Passage shown ▸
*-*-*

1. Field of the Invention
The invention of this application relates to an effective and highly efficient method for introducing a random mutation in which mutation can be efficiently introduced into a cell or an organism individual and also a risk of extinction of treated cell or individual groups can be reduced, and this invention also relates to mutants and mutated phenotypic gene obtained by the said method.
2. Description of the Related Art
With regard to an art for a genetic modification of cells or organism individuals, a method where mutagen such as ultraviolet ray, radioactive ray or mutagenic substance is applied to cells or organism individuals, a method where exogenous gene is introduced into cells or organism individuals to modify by means of genetic engineering, etc. are available. In the case of induction of mutation in specific gene, there has been known a method where genetic engineering means such as site-specific mutation induction and in vitro mutation induction by accumulation of replication mistake in DNA utilizing a PCR amplifying technique.
Generally, when the site into which gene or mutation to be modified is clear, genetic engineering means may be sometimes effective while, when the knowledge about the phenotype to be modified or gene therefor is insufficient, there is an effective method utilizing a random mutation induction where mutation is randomly introduced into gene and, from the resulting mutant, cells or organism individuals having the desired mutation phenotype is selected. In inducing the random mutation, a method where mutation is induced by irradiation of ultraviolet ray, X-ray or radioactive ray to cells or organism individuals, a method where mutation is induced by treating with a mutagenic substance such as nitrogen mustard or nitrosoguanidine, and the like are available.

*-*-*

Required actions ▸
1. Could you restate the paragraph beginning "With regard to an art" in the patent passage as a short list that keeps its main facts?
2. Could you write out the part of the patent passage that opens with "2. Description of" and closes with "PCR amplifying technique." again, substituting "ultraviolet light" for "ultraviolet ray"?

*-*-*

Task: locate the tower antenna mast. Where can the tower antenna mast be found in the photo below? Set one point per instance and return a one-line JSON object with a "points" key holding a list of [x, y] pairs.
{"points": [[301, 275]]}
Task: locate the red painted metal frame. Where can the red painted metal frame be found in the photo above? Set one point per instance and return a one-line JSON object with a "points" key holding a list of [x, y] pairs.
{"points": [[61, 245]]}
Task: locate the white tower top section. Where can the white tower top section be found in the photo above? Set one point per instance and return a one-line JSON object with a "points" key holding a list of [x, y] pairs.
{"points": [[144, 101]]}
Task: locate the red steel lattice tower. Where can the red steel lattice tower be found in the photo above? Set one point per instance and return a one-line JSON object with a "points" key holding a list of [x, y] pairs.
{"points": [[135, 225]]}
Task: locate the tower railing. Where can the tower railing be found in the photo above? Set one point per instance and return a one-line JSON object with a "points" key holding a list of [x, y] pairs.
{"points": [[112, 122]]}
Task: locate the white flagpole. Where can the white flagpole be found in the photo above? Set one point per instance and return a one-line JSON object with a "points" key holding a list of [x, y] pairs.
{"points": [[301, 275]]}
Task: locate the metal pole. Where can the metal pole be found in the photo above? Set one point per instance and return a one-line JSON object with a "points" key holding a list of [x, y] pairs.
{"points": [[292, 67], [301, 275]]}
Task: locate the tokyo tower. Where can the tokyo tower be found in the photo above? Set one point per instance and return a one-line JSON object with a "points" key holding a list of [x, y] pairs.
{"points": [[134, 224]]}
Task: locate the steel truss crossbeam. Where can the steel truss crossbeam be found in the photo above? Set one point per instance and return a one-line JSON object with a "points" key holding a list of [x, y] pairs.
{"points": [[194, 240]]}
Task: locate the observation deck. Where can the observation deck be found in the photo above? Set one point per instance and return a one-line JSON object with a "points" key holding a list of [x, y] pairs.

*-*-*

List of answers ▸
1.
- General ways to genetically modify cells or organism individuals:
  - applying a mutagen such as ultraviolet ray, radioactive ray or a mutagenic substance
  - introducing an exogenous gene by genetic engineering
- Known ways to induce mutation in a specific gene:
  - site-specific mutation induction
  - in vitro mutation induction through accumulated DNA replication mistakes, using a PCR amplifying technique

2.
2. Description of the Related Art
With regard to an art for a genetic modification of cells or organism individuals, a method where mutagen such as ultraviolet light, radioactive ray or mutagenic substance is applied to cells or organism individuals, a method where exogenous gene is introduced into cells or organism individuals to modify by means of genetic engineering, etc. are available. In the case of induction of mutation in specific gene, there has been known a method where genetic engineering means such as site-specific mutation induction and in vitro mutation induction by accumulation of replication mistake in DNA utilizing a PCR amplifying technique.